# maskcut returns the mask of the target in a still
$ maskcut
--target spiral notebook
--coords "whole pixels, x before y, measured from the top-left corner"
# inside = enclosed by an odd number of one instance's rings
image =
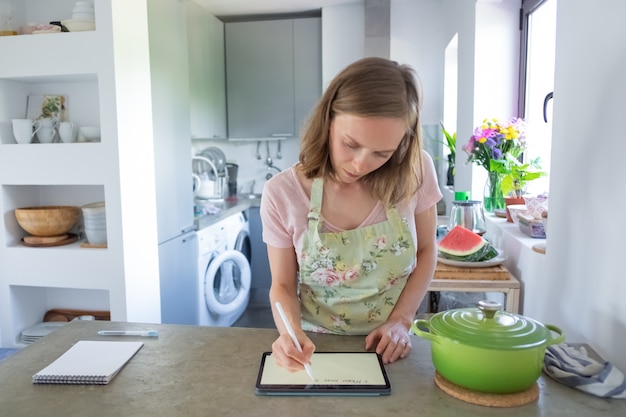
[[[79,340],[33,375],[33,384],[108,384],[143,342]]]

+---+

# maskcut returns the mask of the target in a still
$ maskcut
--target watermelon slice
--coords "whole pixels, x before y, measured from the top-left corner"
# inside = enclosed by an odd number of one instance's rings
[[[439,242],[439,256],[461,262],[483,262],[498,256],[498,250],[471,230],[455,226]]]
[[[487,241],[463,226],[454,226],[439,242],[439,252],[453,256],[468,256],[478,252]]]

+---+

About this task: Answer with a number alone: how many lines of the listing above include the string "target"?

Response: 4